• **Task to carry out**
Set down, word for word, the part of the hard-drive forum post below that runs from "If so, then" up to and including "certainly for harddrives:-).".

** Begin Provided text **

Maybe I'm missing a point here - the COW file is still
nothing without the original, right?
If so, then how fast is it when it comes to throwing away
the original? Provided that the former works reasonably
fast, then you would have the inserting into/removing from a
file problem solved (1 MB is indeed becoming small, even for
embedded systems and certainly for harddrives:-).
You stated before that it wouldn't be "that fast". I'm
somewhat curious about that - 'should be somewhat faster
than copying the whole damn/or even half of the damn
(say 10 GB) thing...
> I don't think you can conclude moving the hibernation file
> is the cause of the performance problem.
Trust me, it is (and I oughta kick myself for that one;-).
> XP probably frees as much file cache as it can before
> suspend to disk, which means that when you resume you have
> to seek all over the drive to load files back in...
Nope. XP is rather primitive in (not only) that matter.
The size of the hibernation file always matches the amount
of installed RAM. The memory simply gets written into the
file and read back upon awakening. There is a simple
progress bar, now indicating that the whole operation takes
a lot longer than before. After the memory is read back it
reinitializes a few devices and such (1-3 seconds)...
By coincidence I have the interior of an old harddisk right
next to me (pinned to a wall). A disk measures about 9.5cm
in diameter on the outer rim and 2.5 on the inner.
The difference between inner and outer rim is usually left
up to the manufacturers (the smaller the inner rim, the more
they can fit on the disk without any problems in marketing -
i.e.: the bigger the profits).
Now, with that old drive you can easily see that:
- the outer rim measures about 9.5*pi = ~30cm in circumference
- the inner: ~8cm
Since the speed of rotation remains constant it is
relatively safe to conclude (and computer magazines testing
harddrives confirm it) that there is a HUGE difference in
performance between outer and inner tracks (how much a
difference is left up to the manufacturer as previously
stated).
Why not make use of that and boost performance?
XFS already does a good job in keeping files within a
directory together. This way, for instance, the include
files get read in a chunk (read-ahead) with a bit of luck.
That feature combined with a preference indicator for files
(priority) would already be very powerful. It would enable
you to keep files relevant to the system's performance that
tend to get read together grouped and in the faster zones
(and much more). As previously stated this can very much
double the performance at very little a cost.
Yes, I have slaughtered harddrives - I admit it. X-|
But I was young and needed no money...
LC (myLC@gmx.net)

** End Provided text **
** Begin Recorded data **

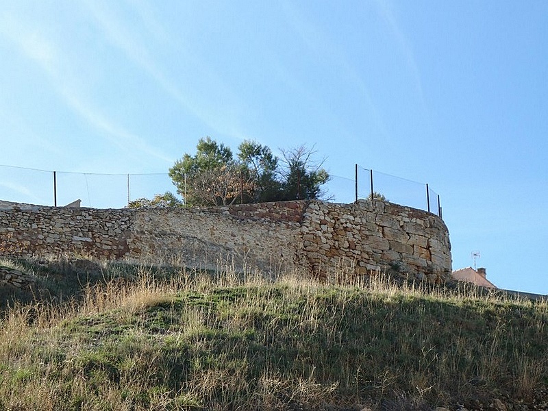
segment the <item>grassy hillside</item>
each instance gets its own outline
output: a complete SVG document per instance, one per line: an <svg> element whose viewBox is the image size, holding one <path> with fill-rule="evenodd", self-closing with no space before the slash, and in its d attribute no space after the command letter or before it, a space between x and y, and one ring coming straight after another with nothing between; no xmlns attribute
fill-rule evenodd
<svg viewBox="0 0 548 411"><path fill-rule="evenodd" d="M548 409L545 301L383 275L17 264L35 301L2 311L0 410Z"/></svg>

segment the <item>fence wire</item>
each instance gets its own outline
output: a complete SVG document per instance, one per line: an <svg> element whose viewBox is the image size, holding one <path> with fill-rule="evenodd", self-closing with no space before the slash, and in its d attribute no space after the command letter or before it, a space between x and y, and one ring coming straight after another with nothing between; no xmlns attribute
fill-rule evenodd
<svg viewBox="0 0 548 411"><path fill-rule="evenodd" d="M353 171L349 177L332 175L322 187L323 198L349 203L369 198L373 192L392 203L441 216L439 195L427 184L358 164ZM167 191L177 192L167 173L70 173L0 165L0 200L16 203L62 206L79 199L84 207L121 208Z"/></svg>

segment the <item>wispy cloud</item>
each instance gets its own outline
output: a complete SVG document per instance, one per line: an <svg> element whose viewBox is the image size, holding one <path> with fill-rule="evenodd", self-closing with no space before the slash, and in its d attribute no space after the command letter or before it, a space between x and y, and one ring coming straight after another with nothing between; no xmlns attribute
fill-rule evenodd
<svg viewBox="0 0 548 411"><path fill-rule="evenodd" d="M349 62L347 57L341 51L341 47L338 47L323 31L301 13L294 3L284 1L282 5L288 21L303 43L318 56L319 61L327 62L337 67L341 77L346 78L361 93L367 110L375 119L379 129L386 138L388 138L386 125L377 109L367 84Z"/></svg>
<svg viewBox="0 0 548 411"><path fill-rule="evenodd" d="M67 105L92 127L102 132L111 142L126 150L137 149L163 161L172 161L170 156L150 146L143 138L127 132L86 101L78 92L79 85L85 84L84 79L79 77L62 50L55 42L47 38L38 27L32 27L7 12L0 15L0 34L11 40L23 55L35 62L45 72L52 86Z"/></svg>
<svg viewBox="0 0 548 411"><path fill-rule="evenodd" d="M152 35L158 42L166 45L168 47L173 47L173 42L170 36L161 28L161 25L153 16L153 12L147 5L137 0L130 1L136 8L142 19L147 32ZM171 98L179 103L184 109L191 115L198 119L209 128L216 132L232 135L238 138L245 138L245 133L241 131L238 124L238 108L242 106L236 96L232 92L229 88L221 79L219 75L206 68L203 62L199 61L195 55L184 47L177 43L177 50L173 49L190 66L201 67L199 71L207 78L207 83L217 94L223 96L225 106L231 110L212 110L214 102L211 100L201 101L196 97L191 97L190 90L184 90L176 82L165 74L164 71L155 63L149 49L144 41L139 41L136 32L132 32L125 24L123 19L117 18L113 10L105 6L107 3L88 1L85 3L90 15L97 23L103 33L105 39L110 44L121 50L124 54L138 67L147 73L158 86ZM196 94L195 92L194 93Z"/></svg>
<svg viewBox="0 0 548 411"><path fill-rule="evenodd" d="M399 46L400 51L403 55L407 66L411 71L412 77L414 80L415 90L419 94L421 101L423 102L424 94L423 92L421 73L419 70L419 66L416 64L416 60L415 59L412 47L409 44L409 42L400 29L399 24L397 22L390 3L383 0L377 0L376 3L381 16L386 23L393 36L396 39L397 44Z"/></svg>

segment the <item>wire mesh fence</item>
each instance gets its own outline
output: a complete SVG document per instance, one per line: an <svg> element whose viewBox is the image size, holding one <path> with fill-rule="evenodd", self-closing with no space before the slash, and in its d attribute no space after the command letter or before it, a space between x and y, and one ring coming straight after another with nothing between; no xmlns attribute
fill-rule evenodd
<svg viewBox="0 0 548 411"><path fill-rule="evenodd" d="M322 187L323 198L349 203L373 196L441 216L440 196L428 184L358 164L353 171L348 177L332 175ZM167 173L87 173L0 166L0 200L16 203L62 206L81 200L84 207L121 208L168 191L175 193L177 188Z"/></svg>

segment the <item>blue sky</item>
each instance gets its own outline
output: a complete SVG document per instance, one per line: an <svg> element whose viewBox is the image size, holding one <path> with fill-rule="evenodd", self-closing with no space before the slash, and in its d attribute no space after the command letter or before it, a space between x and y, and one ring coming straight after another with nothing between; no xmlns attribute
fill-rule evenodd
<svg viewBox="0 0 548 411"><path fill-rule="evenodd" d="M0 165L45 171L0 166L0 199L51 204L55 170L122 207L201 137L315 145L337 200L356 163L427 182L453 269L548 294L547 27L540 0L3 1Z"/></svg>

** End Recorded data **

• **Finished task**
If so, then how fast is it when it comes to throwing away
the original? Provided that the former works reasonably
fast, then you would have the inserting into/removing from a
file problem solved (1 MB is indeed becoming small, even for
embedded systems and certainly for harddrives:-).